**Work instructions:**
**a.** Write out everything in the court opinion below from "United States District" down to "L. GANSKE, Defendants.".
**b.** Using the court opinion below, explain why Winfield's proposed findings of fact are treated as undisputed.

**Given text:**

○ ○ ○ ○ ○ ○ ○

United States District Court, W.D. Wisconsin

April 29, 2019

WINFIELD SOLUTIONS, LLC, Plaintiff,
v.
W S AG CENTER, INC., WALLACE K. GANSKE and JULIE L. GANSKE, Defendants.

          OPINION AND ORDER

          Stephen L. Crocker, Magistrate Judge.

         In this action arising under the court's diversity jurisdiction, plaintiff Winfield Solutions, LLC, an agricultural product supplier, has sued defendant W S AG Center, Inc. (“WSAG”) and its owners, W. Kent[1] and Julie L. Ganske, seeking to collect more than $1 million in unpaid invoices and late payment fees for agricultural product delivered to and accepted by WSAG. Complaint, dkt. 1. Winfield asserts causes of action against WSAG for recovery of the balance of the purchase price due for the products and for breach of contract (Counts 1 and II), and against the Ganskes for enforcement of guaranties they executed promising to pay all amounts due under the invoices (Count III).

         Winfield has moved for summary judgment, seeking an award of $1, 451, 535.37 in unpaid purchases and late charges due up to January 1, 2019, plus an award of additional late charges at the rate of $550.27 per day from January 1, 2019 through the date of entry of judgment. Dkt. 19. Defendants admit that WSAG owes Winfield more than $1 million plus late fees for unpaid invoices, and they can't genuinely dispute that the Ganskes are jointly liable for the debt. Instead, they argue that WSAG is entitled to an offset equal to the value of its equity stake in two “base capital” accounts that WSAG has with Winfield. As discussed below, defendants' offset theory is not supported by either the facts or the law. Accordingly, I am granting Winfield's motion for summary judgment.

         A preface to the court's findings of fact: Winfield moved for summary judgment on both liability and damages. Winfield has supported its proposed findings of fact with admissible evidence establishing the essential elements of its claims and damages. Dkts. 19, 20. In their response, WSAG and the Ganskes offer only boilerplate, general denials that fail to put into dispute Winfield's proposed facts as required by Section II D. of this court's Procedure to be Followed on Motions for Summary Judgment. Dkt. 31. Moreover, defendants did not support any of their responses with citations to admissible evidence in the record, as required by Section II E. of this court's procedure, nor did they propose their own facts.[2] As a result, Winfield's proposed facts are undisputed. Accord Midwest Imports, Ltd. v. Coval, 71 F.3d 1311, 1313 (7thCir. 1995) (failure to properly contest factual assertions under local rules constitutes binding admission of those facts).

○ ○ ○ ○ ○ ○ ○

**Extracted records:**
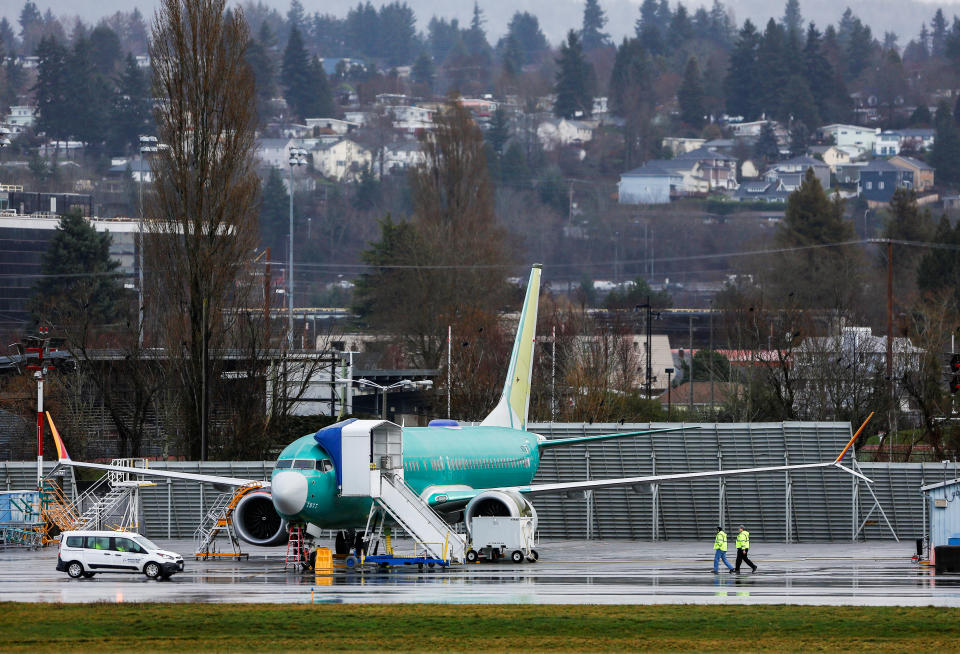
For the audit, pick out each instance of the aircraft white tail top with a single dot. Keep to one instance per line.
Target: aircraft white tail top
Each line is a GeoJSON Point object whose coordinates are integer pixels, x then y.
{"type": "Point", "coordinates": [511, 410]}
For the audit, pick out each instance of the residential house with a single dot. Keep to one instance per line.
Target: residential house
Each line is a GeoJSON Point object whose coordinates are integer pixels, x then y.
{"type": "Point", "coordinates": [850, 173]}
{"type": "Point", "coordinates": [679, 145]}
{"type": "Point", "coordinates": [660, 180]}
{"type": "Point", "coordinates": [862, 138]}
{"type": "Point", "coordinates": [719, 170]}
{"type": "Point", "coordinates": [20, 118]}
{"type": "Point", "coordinates": [331, 125]}
{"type": "Point", "coordinates": [400, 156]}
{"type": "Point", "coordinates": [891, 142]}
{"type": "Point", "coordinates": [879, 179]}
{"type": "Point", "coordinates": [342, 160]}
{"type": "Point", "coordinates": [922, 171]}
{"type": "Point", "coordinates": [761, 191]}
{"type": "Point", "coordinates": [790, 173]}
{"type": "Point", "coordinates": [275, 152]}
{"type": "Point", "coordinates": [411, 119]}
{"type": "Point", "coordinates": [831, 155]}
{"type": "Point", "coordinates": [554, 132]}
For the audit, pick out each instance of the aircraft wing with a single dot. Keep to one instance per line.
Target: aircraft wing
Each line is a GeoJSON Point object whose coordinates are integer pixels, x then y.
{"type": "Point", "coordinates": [167, 474]}
{"type": "Point", "coordinates": [592, 484]}
{"type": "Point", "coordinates": [65, 460]}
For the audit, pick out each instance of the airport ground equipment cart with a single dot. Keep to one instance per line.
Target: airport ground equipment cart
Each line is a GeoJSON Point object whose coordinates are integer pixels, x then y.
{"type": "Point", "coordinates": [493, 538]}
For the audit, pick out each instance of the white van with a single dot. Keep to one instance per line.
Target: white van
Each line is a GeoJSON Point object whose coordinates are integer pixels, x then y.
{"type": "Point", "coordinates": [86, 553]}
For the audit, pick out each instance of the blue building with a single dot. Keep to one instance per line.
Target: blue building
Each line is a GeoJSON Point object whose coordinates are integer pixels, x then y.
{"type": "Point", "coordinates": [942, 503]}
{"type": "Point", "coordinates": [880, 178]}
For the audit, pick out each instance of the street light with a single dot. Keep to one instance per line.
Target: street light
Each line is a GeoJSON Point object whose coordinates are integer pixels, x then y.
{"type": "Point", "coordinates": [669, 372]}
{"type": "Point", "coordinates": [405, 384]}
{"type": "Point", "coordinates": [147, 144]}
{"type": "Point", "coordinates": [298, 157]}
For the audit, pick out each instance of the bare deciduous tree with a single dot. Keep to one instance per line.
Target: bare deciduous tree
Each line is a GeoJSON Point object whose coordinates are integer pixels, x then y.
{"type": "Point", "coordinates": [205, 200]}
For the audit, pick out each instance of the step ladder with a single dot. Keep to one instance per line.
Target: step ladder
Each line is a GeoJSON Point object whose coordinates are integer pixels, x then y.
{"type": "Point", "coordinates": [296, 555]}
{"type": "Point", "coordinates": [418, 519]}
{"type": "Point", "coordinates": [218, 520]}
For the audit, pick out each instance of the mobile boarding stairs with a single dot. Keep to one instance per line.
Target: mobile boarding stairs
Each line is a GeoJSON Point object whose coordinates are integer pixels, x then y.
{"type": "Point", "coordinates": [368, 457]}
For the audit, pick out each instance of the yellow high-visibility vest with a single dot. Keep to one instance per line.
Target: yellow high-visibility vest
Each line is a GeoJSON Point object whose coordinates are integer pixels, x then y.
{"type": "Point", "coordinates": [743, 540]}
{"type": "Point", "coordinates": [721, 542]}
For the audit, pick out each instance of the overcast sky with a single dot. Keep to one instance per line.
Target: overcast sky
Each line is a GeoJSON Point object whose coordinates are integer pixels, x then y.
{"type": "Point", "coordinates": [557, 16]}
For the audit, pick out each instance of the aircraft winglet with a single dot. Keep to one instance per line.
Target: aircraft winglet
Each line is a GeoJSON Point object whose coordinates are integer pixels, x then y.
{"type": "Point", "coordinates": [61, 448]}
{"type": "Point", "coordinates": [850, 444]}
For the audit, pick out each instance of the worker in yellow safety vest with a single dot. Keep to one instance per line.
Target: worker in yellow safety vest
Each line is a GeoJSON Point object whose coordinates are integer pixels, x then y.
{"type": "Point", "coordinates": [743, 545]}
{"type": "Point", "coordinates": [720, 551]}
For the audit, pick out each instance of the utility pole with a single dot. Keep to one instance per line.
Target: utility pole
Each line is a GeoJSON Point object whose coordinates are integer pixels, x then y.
{"type": "Point", "coordinates": [890, 424]}
{"type": "Point", "coordinates": [38, 344]}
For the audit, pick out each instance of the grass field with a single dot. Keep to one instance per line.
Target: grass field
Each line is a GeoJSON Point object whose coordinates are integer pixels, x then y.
{"type": "Point", "coordinates": [139, 628]}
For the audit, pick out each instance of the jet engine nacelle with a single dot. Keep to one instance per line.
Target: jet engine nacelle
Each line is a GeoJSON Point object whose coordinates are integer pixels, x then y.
{"type": "Point", "coordinates": [500, 503]}
{"type": "Point", "coordinates": [257, 522]}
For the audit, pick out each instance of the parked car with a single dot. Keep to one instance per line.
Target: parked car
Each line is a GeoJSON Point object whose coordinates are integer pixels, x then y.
{"type": "Point", "coordinates": [86, 553]}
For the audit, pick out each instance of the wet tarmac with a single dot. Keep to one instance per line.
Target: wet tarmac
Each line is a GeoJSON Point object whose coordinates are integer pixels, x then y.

○ ○ ○ ○ ○ ○ ○

**Answers provided:**
**a.**
United States District Court, W.D. Wisconsin

April 29, 2019

WINFIELD SOLUTIONS, LLC, Plaintiff,
v.
W S AG CENTER, INC., WALLACE K. GANSKE and JULIE L. GANSKE, Defendants.

**b.** WSAG and the Ganskes responded only with boilerplate, general denials that did not put Winfield's proposed facts into dispute as Section II D. of the court's summary judgment procedure requires. They also cited no admissible evidence for any response, as Section II E. requires, and proposed no facts of their own.